Return every line from the records below in which the word "path" is found.

--- INFORMATION PROVIDED Enclosed Below ---

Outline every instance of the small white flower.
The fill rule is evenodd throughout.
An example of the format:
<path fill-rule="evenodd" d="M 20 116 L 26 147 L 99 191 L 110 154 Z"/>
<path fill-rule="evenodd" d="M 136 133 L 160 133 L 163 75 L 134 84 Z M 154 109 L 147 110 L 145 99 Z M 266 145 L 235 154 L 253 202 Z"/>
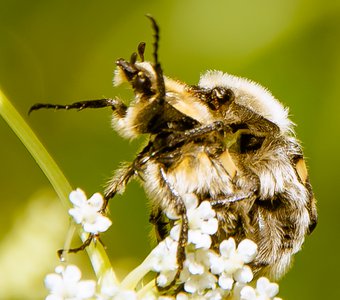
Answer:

--- End of Enclosed INFORMATION PROVIDED ---

(RESPONSE)
<path fill-rule="evenodd" d="M 20 116 L 26 147 L 99 191 L 110 154 Z"/>
<path fill-rule="evenodd" d="M 136 133 L 160 133 L 163 75 L 134 84 Z M 154 109 L 147 110 L 145 99 Z M 266 145 L 235 154 L 253 202 Z"/>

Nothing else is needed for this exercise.